• INSTRUCTION 1: Retype the passage of the case summary starting at "Case Law Details" and ending at "of the Act.", matching it word for word.

• EXTRACT TO READ:
◆ ◆ ◆ ◆

Case Law Details
Oyo Hotels & Homes Pvt. Ltd. Vs PCIT (ITAT Delhi)
The Income Tax Appellate Tribunal (ITAT), Delhi, has quashed a tax revision order against Oyo Hotels & Homes Pvt. Ltd., ruling that Section 56(2)(viib) of the Income Tax Act, 1961, does not apply to transactions involving the issuance of shares between a subsidiary and its 100% holding company. The ruling came in response to an appeal filed by OYO against a revisionary order passed by the Principal Commissioner of Income Tax (PCIT), Delhi-7, under Section 263 of the Act.
The dispute arose when OYO, a wholly owned subsidiary of Oravel Stays Limited (OSL), issued Compulsorily Convertible Preference Shares (CCPS) at ₹150 per share, totaling nearly ₹50 crore. The PCIT invoked Section 56(2)(viib), alleging that the fair market value (FMV) of the shares, as per tax rules, was ₹33.55 per share, and sought to tax the excess premium. However, OYO argued that the transaction was a genuine business arrangement between a holding and subsidiary company, which should not be subject to tax under this provision.
The ITAT relied on multiple judicial precedents, including FIS Payment Solutions & Services India Pvt. Ltd. v UOI (Delhi HC, 2024), which clarified that Section 56(2)(viib) is not applicable to share issuances within a corporate group unless there is an indication of tax evasion. Other cited rulings from ITAT Delhi, including DCIT v. Kissandhan Agri Financial Services Pvt. Ltd. (2023) and ITO v. K.V. Global Pvt. Ltd. (2024), have upheld similar interpretations, reinforcing that transactions between a parent and subsidiary do not constitute income subject to tax under this provision.
Based on these precedents, the ITAT ruled that the assessment order was neither erroneous nor prejudicial to the interests of the revenue, thereby making the PCIT’s invocation of Section 263 invalid. The tribunal set aside the tax revision order, affirming that the share issuance complied with legal valuation norms. This ruling reaffirms the position that intra-group share transactions do not fall within the ambit of Section 56(2)(viib) unless there is a clear misuse of the provision for tax evasion.

◆ ◆ ◆ ◆

• INSTRUCTION 2: Edit the records starting at the line containing "vegetation you can find." and ending at the line containing "(0, 505), (1220, 812)" so that "dry brown grass" becomes "withered grass", with everything else unchanged. Return only those lines.

[Dataset items]
◆ ◆ ◆ ◆

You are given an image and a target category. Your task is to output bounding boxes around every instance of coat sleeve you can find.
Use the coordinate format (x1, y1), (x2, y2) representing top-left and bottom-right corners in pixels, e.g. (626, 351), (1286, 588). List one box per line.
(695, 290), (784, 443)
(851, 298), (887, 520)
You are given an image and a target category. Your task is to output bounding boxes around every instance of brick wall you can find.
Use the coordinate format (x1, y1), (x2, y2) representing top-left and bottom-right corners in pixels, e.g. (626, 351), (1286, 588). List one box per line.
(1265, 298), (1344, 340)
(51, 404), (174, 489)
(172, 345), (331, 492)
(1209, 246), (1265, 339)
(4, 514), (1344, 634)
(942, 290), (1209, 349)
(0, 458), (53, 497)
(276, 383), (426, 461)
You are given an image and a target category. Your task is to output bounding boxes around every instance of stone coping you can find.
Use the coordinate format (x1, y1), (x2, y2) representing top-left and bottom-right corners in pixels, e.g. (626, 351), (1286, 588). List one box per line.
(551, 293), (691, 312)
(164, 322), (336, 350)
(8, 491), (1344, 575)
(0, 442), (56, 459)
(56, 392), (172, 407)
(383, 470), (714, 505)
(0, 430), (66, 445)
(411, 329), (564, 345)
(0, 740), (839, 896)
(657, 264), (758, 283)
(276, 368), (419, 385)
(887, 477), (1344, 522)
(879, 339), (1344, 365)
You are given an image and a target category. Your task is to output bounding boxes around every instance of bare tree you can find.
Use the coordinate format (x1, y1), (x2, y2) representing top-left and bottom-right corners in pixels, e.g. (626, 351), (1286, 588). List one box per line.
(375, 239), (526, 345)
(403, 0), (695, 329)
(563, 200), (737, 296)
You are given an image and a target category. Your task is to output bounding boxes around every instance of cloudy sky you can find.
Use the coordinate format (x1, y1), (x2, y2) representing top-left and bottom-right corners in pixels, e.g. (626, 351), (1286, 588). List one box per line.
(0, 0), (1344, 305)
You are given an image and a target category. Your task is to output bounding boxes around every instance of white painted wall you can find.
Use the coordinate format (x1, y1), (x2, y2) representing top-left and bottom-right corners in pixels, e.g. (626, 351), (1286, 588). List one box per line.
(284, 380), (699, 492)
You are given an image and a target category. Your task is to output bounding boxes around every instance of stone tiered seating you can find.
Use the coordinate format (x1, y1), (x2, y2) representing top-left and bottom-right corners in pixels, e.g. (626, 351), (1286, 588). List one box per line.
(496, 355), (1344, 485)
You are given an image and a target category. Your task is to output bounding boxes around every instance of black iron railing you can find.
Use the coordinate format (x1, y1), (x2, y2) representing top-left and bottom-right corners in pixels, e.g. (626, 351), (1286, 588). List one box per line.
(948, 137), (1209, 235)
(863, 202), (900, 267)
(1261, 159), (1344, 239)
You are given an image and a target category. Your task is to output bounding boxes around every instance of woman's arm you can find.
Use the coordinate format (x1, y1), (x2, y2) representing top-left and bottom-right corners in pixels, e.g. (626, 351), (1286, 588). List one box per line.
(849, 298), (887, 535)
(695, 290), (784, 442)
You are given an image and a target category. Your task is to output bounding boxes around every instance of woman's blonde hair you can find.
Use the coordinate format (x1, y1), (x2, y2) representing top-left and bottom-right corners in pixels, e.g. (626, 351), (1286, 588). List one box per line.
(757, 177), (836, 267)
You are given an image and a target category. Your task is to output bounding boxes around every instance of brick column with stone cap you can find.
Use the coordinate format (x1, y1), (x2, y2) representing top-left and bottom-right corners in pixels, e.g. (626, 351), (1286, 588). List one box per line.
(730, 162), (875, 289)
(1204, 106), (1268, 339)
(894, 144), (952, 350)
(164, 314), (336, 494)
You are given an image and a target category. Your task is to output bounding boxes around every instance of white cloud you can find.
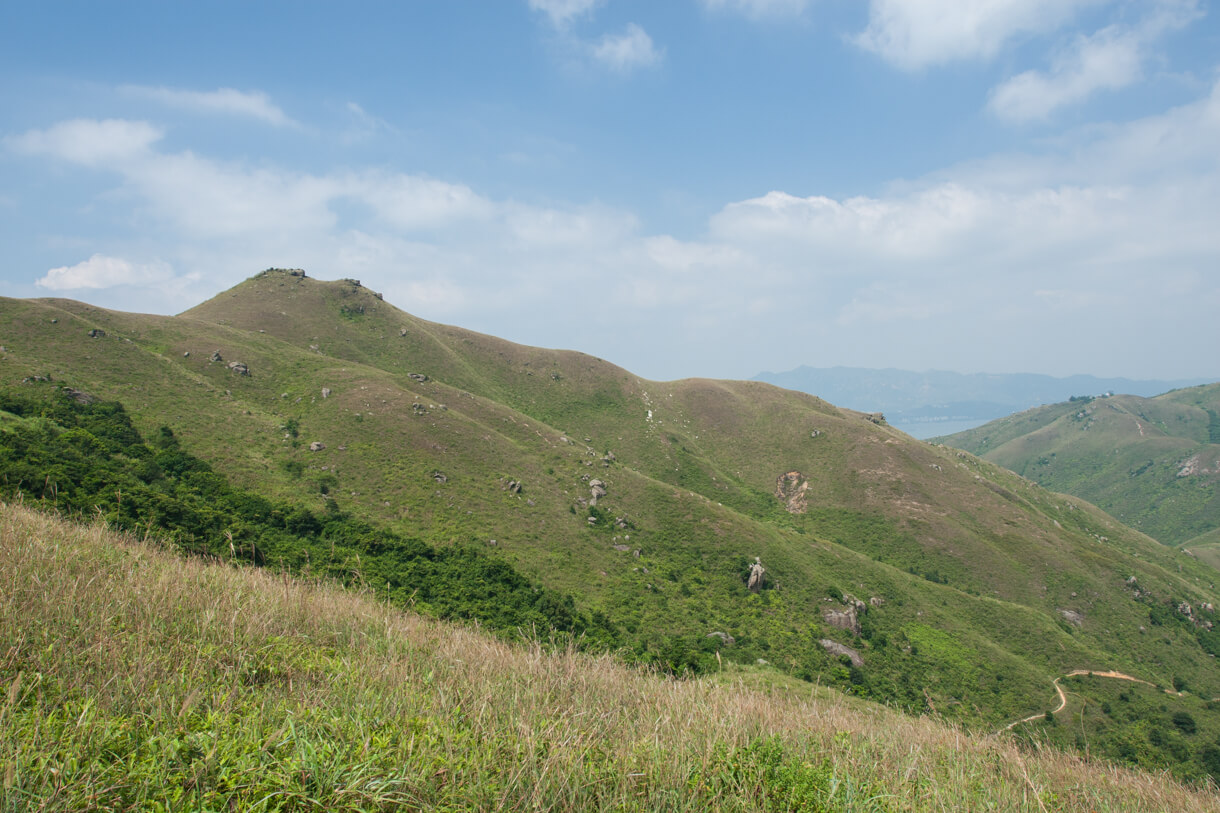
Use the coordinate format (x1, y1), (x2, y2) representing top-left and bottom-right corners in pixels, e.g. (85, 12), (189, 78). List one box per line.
(529, 0), (604, 28)
(589, 23), (661, 73)
(120, 84), (296, 127)
(5, 118), (163, 166)
(987, 26), (1142, 122)
(855, 0), (1110, 70)
(37, 254), (173, 291)
(702, 0), (810, 20)
(15, 74), (1220, 377)
(987, 0), (1198, 122)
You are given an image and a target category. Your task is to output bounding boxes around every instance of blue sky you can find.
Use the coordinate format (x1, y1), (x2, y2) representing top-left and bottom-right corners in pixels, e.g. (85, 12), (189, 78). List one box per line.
(0, 0), (1220, 378)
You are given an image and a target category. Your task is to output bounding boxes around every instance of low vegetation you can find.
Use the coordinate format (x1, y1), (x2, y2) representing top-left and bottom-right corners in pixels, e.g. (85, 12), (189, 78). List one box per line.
(0, 504), (1215, 812)
(937, 385), (1220, 547)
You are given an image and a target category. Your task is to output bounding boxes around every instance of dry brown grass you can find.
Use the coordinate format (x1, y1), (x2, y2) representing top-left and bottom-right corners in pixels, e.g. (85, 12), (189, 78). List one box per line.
(0, 505), (1220, 812)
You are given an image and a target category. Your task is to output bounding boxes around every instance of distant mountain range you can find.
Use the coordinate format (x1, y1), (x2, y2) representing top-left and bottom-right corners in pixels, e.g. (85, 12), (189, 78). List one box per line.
(938, 385), (1220, 546)
(754, 366), (1211, 438)
(7, 269), (1220, 778)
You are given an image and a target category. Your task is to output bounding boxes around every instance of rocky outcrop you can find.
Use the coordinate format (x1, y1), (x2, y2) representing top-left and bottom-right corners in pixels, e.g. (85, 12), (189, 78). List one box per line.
(63, 387), (98, 404)
(775, 471), (809, 514)
(745, 557), (766, 593)
(819, 638), (864, 668)
(1059, 609), (1085, 626)
(822, 607), (860, 635)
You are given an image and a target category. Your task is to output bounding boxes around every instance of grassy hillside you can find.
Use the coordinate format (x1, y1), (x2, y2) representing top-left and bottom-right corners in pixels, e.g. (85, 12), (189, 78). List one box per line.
(938, 385), (1220, 544)
(0, 271), (1220, 761)
(0, 504), (1215, 812)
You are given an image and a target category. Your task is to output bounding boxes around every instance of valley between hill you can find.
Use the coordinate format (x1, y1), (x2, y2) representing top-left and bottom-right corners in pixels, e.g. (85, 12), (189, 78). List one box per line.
(0, 270), (1220, 779)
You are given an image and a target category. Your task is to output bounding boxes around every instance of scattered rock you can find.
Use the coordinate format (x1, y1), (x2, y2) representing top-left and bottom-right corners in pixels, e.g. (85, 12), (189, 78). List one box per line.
(745, 557), (766, 593)
(1059, 609), (1085, 626)
(819, 638), (864, 668)
(63, 387), (98, 404)
(822, 607), (860, 635)
(775, 471), (809, 514)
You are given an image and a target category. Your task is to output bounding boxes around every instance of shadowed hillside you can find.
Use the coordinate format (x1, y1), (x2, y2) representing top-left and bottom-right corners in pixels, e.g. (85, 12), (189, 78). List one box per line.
(0, 270), (1220, 775)
(938, 385), (1220, 544)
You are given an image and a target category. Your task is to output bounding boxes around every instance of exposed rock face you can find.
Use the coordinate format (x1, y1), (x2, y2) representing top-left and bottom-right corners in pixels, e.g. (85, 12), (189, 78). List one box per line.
(775, 471), (809, 514)
(745, 557), (766, 593)
(819, 638), (864, 668)
(63, 387), (98, 404)
(1059, 609), (1085, 626)
(822, 607), (860, 635)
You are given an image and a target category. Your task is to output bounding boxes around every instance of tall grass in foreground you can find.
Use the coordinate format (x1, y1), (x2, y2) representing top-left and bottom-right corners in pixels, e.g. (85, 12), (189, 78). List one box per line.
(0, 505), (1220, 811)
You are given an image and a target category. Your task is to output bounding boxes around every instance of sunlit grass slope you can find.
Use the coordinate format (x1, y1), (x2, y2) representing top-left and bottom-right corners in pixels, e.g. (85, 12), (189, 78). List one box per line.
(0, 505), (1216, 812)
(7, 271), (1220, 747)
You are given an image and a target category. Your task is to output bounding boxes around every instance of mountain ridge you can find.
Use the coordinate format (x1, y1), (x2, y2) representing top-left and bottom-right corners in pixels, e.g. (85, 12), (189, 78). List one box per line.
(0, 271), (1220, 776)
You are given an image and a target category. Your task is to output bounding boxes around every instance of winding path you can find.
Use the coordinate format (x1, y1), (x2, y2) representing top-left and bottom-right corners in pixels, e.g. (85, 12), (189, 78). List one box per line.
(1000, 669), (1161, 731)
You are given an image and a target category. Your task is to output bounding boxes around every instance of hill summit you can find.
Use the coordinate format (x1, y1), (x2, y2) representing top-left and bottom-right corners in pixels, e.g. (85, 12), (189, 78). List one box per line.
(0, 270), (1220, 771)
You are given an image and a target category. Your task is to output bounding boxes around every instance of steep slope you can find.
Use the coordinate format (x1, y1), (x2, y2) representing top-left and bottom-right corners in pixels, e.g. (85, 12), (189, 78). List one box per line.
(938, 385), (1220, 544)
(0, 271), (1220, 742)
(9, 504), (1215, 813)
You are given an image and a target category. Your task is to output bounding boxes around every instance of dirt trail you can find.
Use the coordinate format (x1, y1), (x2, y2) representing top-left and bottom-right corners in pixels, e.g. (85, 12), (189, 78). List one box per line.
(1000, 669), (1161, 731)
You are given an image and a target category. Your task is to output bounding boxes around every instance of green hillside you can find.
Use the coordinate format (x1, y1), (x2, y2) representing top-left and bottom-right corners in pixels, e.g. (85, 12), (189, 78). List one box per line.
(0, 270), (1220, 776)
(936, 385), (1220, 544)
(9, 504), (1215, 813)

◆ ◆ ◆ ◆

• WRITTEN REPLY 1:
Case Law Details
Oyo Hotels & Homes Pvt. Ltd. Vs PCIT (ITAT Delhi)
The Income Tax Appellate Tribunal (ITAT), Delhi, has quashed a tax revision order against Oyo Hotels & Homes Pvt. Ltd., ruling that Section 56(2)(viib) of the Income Tax Act, 1961, does not apply to transactions involving the issuance of shares between a subsidiary and its 100% holding company. The ruling came in response to an appeal filed by OYO against a revisionary order passed by the Principal Commissioner of Income Tax (PCIT), Delhi-7, under Section 263 of the Act.

• WRITTEN REPLY 2:
You are given an image and a target category. Your task is to output bounding boxes around every instance of low vegetation you can find.
Use the coordinate format (x1, y1), (x2, y2) representing top-left and bottom-right corners in pixels, e.g. (85, 12), (189, 78). List one box per line.
(0, 504), (1215, 812)
(937, 385), (1220, 547)
You are given an image and a target category. Your task is to output bounding boxes around every instance of withered grass you can find.
Use the coordinate format (x1, y1), (x2, y2) representing top-left and bottom-right corners in pixels, e.g. (85, 12), (189, 78). List one box per line.
(0, 505), (1220, 812)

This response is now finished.